[Petunjuk Tugas] Tuliskan lanjutan teks di bawah tentang usaha kerajinan perak Mami Bara di Desa Celuk, dimulai setelah kalimat terakhirnya.

[Teks Dokumen]
★ ★ ★ ★ ★ ★ ★
Justru kreasi tersebut mendapat perhatian masyarakat termasuk menjuarai beberapa kali lomba karya seni yang diadakan Pemerintah Provinsi Bali salah satunya dalam ajang Pesta Kesenian Bali (PKB).


Salah satu kerajinan perak dan ukiran khas Bali di Bara Silver, Desa Celuk, Kabupaten Gianyar, Bali, Kamis (20/4/2023) ANTARA/Dewa Ketut Sudiarta Wiguna


Merintis dari nol

Bermodalkan pinjaman dari salah satu bank BUMN sebesar Rp20 juta pada 2003, Mami Bara memberanikan diri merintis kerajinan perak di Desa Celuk yang dikenal sebagai sentra kerajinan perak di Bali.

Satu per satu produk ia buat sendiri tanpa dibantu karyawan, lalu hasilnya ditempatkan dalam satu rak sebagai pajangan di kediamannya yang berlokasi di Jalan Setra, Desa Celuk, Gianyar.

Seiring dengan berjalannya waktu, ia juga banyak dibantu pemandu wisata yang membawa wisatawan untuk mengenal kerajinan perak.

Tak hanya itu, Bara kerap mengikuti lomba desain kerajinan yang diadakan pemerintah daerah di Bali hingga masuk podium.

Perempuan kelahiran Kayu Putih, Buleleng, Bali, 15 Juni 1971 itu pun dilirik Pemprov Bali untuk mendapat pembinaan dan pemberdayaan usaha mikro dan kecil.

Tak hanya itu, usaha kerajinannya juga menjadi binaan Bank Indonesia Kantor Perwakilan Provinsi Bali sehingga skala bisnisnya pun naik kelas dan dikenal masyarakat luas.

Kehadiran Pemerintah betul-betul dirasakan oleh Bara sekaligus dihargai dalam proses menciptakan karya seni.

“Makanya semangat terus berkarya. Saya merasa didukung dan dihargai sebagai UMKM,” ucap Bara yang lebih senang disebut perajin perak dibandingkan pelaku usaha.

Kegigihan dan terus berkreativitas membuat dirinya percaya diri untuk mengembangkan kerajinan perak dan emas.

Halaman belakang rumahnya yang dulu semak-semak dan kandang babi, disulap menjadi galeri seni yang kini menghasilkan ribuan kerajinan dipajang dalam rak yang kini tak hanya satu, melainkan banyak rak baik vertikal dan horisontal.

Di dekat galeri itu juga sekaligus sebagai area belajar membuat perak yang ditujukan bagi wisatawan domestik dan mancanegara.
★ ★ ★ ★ ★ ★ ★
[Cuplikan Data]
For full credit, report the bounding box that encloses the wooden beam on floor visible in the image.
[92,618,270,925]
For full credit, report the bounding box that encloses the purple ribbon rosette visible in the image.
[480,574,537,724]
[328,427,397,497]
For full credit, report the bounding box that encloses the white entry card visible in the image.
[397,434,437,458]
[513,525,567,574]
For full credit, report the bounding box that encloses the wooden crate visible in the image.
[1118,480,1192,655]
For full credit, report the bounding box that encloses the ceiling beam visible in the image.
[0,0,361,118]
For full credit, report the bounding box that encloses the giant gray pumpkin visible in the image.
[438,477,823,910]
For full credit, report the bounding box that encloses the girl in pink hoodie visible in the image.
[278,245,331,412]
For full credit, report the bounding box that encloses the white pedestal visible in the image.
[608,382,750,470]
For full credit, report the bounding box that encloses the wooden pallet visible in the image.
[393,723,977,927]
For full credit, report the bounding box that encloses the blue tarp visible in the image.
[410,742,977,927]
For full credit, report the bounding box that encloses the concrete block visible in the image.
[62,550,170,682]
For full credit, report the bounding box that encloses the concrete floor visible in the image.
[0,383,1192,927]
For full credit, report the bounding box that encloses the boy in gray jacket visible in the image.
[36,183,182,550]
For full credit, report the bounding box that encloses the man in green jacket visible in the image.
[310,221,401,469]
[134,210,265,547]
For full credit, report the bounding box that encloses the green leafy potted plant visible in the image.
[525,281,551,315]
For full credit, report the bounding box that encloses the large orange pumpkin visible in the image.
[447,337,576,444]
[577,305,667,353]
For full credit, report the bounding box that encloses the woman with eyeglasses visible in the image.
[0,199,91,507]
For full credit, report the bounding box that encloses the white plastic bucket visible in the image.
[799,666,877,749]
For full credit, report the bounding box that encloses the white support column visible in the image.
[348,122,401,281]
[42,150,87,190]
★ ★ ★ ★ ★ ★ ★
[Hasil Tugas]
Karyanya diminati tak hanya di Tanah Air, namun beberapa di antaranya merambah konsumen di luar negeri, salah satunya Amerika Serikat.

Kini, ibu tiga anak itu mempekerjakan lima pegawai dan sekitar 70 orang, sebagian besar ibu-ibu di sejumlah kabupaten di Bali, yang ikut membantu mengerjakan kerajinan perak.

Tak hanya berbahan perak, ada juga kerajinan berbahan emas 22 karat dan juga bahan lain misalnya tembaga dan alpaka dengan variasi harga kerajinan Rp100 ribu hingga di atas Rp100 juta.

Bagi penikmat seni, berapa pun harganya, nilai bukanlah menjadi soal namun menghargai sebuah karya seni.


Tangkapan layar - Buah tangan berupa keris mungil dari perak karya Bara Silver untuk buah tangan pada KTT G20 di Desa Celuk, Kabupaten Gianyar Bali, Rabu (25/5/2022) ANTARA/TikTok/Bara Silver Bali
Bertahan dari pandemi

Pandemi COVID-19 menjadi titik klimaks Putu Sudi Adnyani yang selama hampir dua tahun memberi dampak luar biasa terhadap sendi kehidupan masyarakat.

Namun, yang namanya pelaku seni, ia tak kehabisan akal, Mami Bara tetap menciptakan dan menggali ide-ide baru membuat kerajinan.

Bara tetap mendesain namun menyiasatinya dengan melakukan diversifikasi produk menggunakan logam selain perak dan emas yang lebih terjangkau di antaranya tembaga dan alpaka.

Terbaru, ia membuat kerajinan perak dengan motif Bali yang mendekorasi tas wanita berbahan rotan ate.

Tas jinjing yang terlihat biasa, menjadi elegan dan terkesan mahal dipadukan dengan ukiran perak.

Produk kerajinannya pun digemari konsumen berbagai latar belakang mulai dari konsumen umumnya, artis hingga pejabat negara dan lingkaran Istana Kepresidenan RI, salah satunya Ibu Negara Iriana Joko Widodo.

Karya aksesorinya pun kerap wara-wiri digunakan para perancang busana dalam pameran dan peragaan busana.

Bahkan, kerajinan Bara juga menjadi salah satu buah tangan berupa keris mungil bagi delegasi Konferensi Tingkat Tinggi (KTT) G20 di Nusa Dua, Bali, November 2022.

Di sisi lain, akses digitalisasi yang makin luas juga dimanfaatkan, guna mendukung keberlanjutan.

Pemikiran yang sederhana dan konsistensi dalam ide dan kreativitas Bara mengingatkan akan sosok Raden Ajeng Kartini yang menjadi pelopor kebangkitan emansipasi wanita era kolonial.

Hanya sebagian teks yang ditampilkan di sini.